● EXERCISE OBJECTIVE:
Reproduce every one of the lines below word for word, leaving out the pictures.

● DATA ROWS:
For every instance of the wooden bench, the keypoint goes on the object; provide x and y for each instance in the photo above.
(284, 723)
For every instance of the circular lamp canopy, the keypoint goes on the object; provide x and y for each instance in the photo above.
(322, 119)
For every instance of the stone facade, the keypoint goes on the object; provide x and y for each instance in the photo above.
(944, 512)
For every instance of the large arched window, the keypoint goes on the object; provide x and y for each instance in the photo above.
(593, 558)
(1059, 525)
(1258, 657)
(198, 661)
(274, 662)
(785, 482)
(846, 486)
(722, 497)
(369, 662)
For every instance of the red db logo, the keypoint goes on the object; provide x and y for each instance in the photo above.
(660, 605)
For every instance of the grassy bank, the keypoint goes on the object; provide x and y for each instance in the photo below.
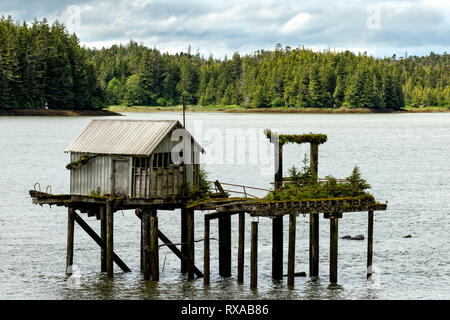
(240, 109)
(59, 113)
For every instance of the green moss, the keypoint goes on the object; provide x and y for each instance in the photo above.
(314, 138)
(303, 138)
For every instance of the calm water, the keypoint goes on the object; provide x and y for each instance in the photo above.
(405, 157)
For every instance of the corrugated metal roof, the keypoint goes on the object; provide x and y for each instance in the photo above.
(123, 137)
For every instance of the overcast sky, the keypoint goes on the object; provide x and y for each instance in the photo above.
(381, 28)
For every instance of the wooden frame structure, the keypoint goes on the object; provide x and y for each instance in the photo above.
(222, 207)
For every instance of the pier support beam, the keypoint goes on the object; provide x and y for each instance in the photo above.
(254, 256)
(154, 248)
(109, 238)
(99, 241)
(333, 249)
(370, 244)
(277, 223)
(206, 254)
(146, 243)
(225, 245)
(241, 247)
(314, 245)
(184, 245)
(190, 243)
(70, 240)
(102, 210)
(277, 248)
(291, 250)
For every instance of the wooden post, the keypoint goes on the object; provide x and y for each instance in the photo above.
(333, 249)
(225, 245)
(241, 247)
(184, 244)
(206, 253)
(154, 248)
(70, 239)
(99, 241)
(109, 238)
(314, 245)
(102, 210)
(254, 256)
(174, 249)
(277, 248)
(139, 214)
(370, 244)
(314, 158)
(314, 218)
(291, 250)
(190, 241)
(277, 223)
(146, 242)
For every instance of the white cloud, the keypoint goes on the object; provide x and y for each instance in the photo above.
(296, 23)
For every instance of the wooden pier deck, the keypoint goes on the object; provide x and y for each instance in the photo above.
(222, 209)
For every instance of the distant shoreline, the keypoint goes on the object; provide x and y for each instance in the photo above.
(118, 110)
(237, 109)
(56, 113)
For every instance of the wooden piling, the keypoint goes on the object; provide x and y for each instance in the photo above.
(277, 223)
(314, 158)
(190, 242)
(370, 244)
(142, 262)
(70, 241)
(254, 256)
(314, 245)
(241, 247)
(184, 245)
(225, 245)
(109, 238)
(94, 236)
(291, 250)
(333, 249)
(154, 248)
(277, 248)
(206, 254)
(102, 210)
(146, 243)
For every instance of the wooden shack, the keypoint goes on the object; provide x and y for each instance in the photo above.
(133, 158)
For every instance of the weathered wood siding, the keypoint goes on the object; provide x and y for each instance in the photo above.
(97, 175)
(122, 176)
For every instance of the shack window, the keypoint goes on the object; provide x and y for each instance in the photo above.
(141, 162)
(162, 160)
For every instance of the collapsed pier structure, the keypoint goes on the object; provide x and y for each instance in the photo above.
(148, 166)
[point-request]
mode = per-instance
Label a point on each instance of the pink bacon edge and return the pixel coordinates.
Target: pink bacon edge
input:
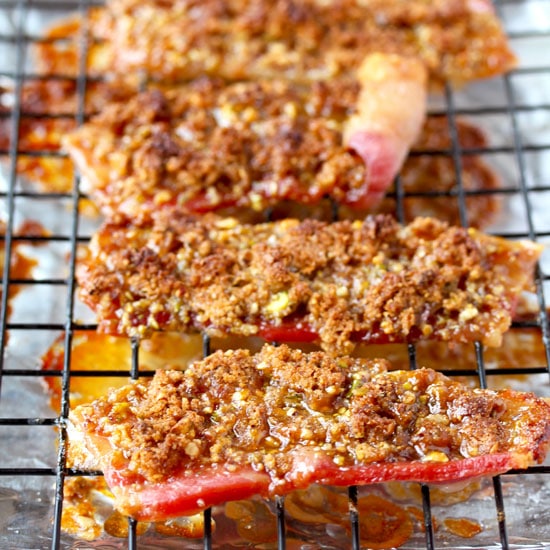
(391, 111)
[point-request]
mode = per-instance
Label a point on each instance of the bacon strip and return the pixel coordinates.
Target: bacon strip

● TASK OUTPUT:
For every instance of the wooden bench, the keypoint goes on the object; provide x and y for each instance in the photo above.
(284, 723)
For every instance of the circular lamp canopy, the keypoint goes on the object; provide x and y for each instance in the photo above.
(322, 119)
For every instance of the stone facade, the keypoint goes on the object; provide x and y for each instance in the photo above.
(944, 512)
For every instance of the large arched window, the keypoint goes on the object; provide x and y for each instance in the photo above.
(593, 558)
(1059, 525)
(1258, 657)
(198, 661)
(274, 662)
(785, 482)
(846, 486)
(722, 497)
(369, 662)
For every instance of the red db logo, the keypoint goes on the object; provide x and y for each instance in the photo above.
(660, 605)
For every instance of the grassy bank, the keypoint goes on the object; provide x and y for each instance in the photo below.
(240, 109)
(59, 113)
For every instance of the green moss, the keypoint goes on the object; provide x and y for each instance in the photo above.
(314, 138)
(303, 138)
For every instance of the calm water, the keypoint goes on the object; provide x and y for each instance in the photo above.
(405, 157)
For every instance of the corrugated metal roof, the keypoint goes on the object; provide x and y for each instance in the photo above.
(123, 137)
For every instance of the overcast sky, the keypoint goes on the object; provide x and y for each instance in the photo above.
(381, 28)
For every instance of the wooden frame structure, the keypoint goes on the object; provide x and y for each instance in the photo above.
(222, 207)
For every instance of the pier support beam, the keypoint goes on the object; provide x and y for each instance in the photo above.
(254, 256)
(154, 248)
(109, 238)
(99, 241)
(333, 249)
(370, 244)
(277, 223)
(206, 254)
(146, 243)
(225, 245)
(241, 247)
(314, 245)
(184, 245)
(190, 243)
(70, 240)
(102, 210)
(277, 248)
(291, 250)
For every instance of the wooden post, the keypoint goes on the object; provide x and y for each instance in the photo above.
(333, 249)
(225, 245)
(241, 247)
(184, 244)
(206, 253)
(154, 248)
(70, 239)
(99, 241)
(109, 238)
(314, 245)
(102, 210)
(254, 256)
(174, 249)
(277, 248)
(139, 214)
(370, 244)
(314, 158)
(314, 218)
(291, 250)
(190, 241)
(277, 223)
(146, 242)
For every instance of the white cloud, the keypoint goes on the object; provide x and y for each instance in the photo above.
(296, 23)
For every instance of the wooden pier deck, the keypoint goes on the object; provide x and y for each instance in the photo above.
(222, 209)
For every instance of the distant shoreline, the keypoint goes on the object; provide x and y for each instance in the photo above.
(118, 110)
(237, 109)
(56, 113)
For every instance of the wooden piling, the keypoint goes on the object; provide x and y for each instance in the photo above.
(277, 223)
(314, 158)
(190, 242)
(370, 244)
(142, 262)
(70, 241)
(254, 256)
(314, 245)
(241, 247)
(184, 245)
(225, 245)
(109, 238)
(94, 236)
(291, 250)
(333, 249)
(154, 248)
(277, 248)
(206, 254)
(102, 210)
(146, 243)
For every instance of the wooden shack, the keypoint goes on the object; provide x and y for each instance in the photo above.
(133, 158)
For every instance of the weathered wood siding, the keypoint goes on the object; provide x and y for each instance in the photo above.
(97, 175)
(122, 176)
For every instance of the shack window, the keypoint goes on the object; provide x and y for each instance in the photo above.
(141, 162)
(162, 160)
For every instance of the collapsed pier structure, the keypoint goes on the object; provide x and y for each instance in the photo above.
(148, 166)
[point-request]
mode = per-instance
Label a point on each instance of the pink bacon edge and return the pixel coordinates.
Target: pink bacon edge
input:
(391, 111)
[point-request]
mode = per-instance
Label a point on each instance of the bacon strip and return the pixel coordinates.
Target: bacon strip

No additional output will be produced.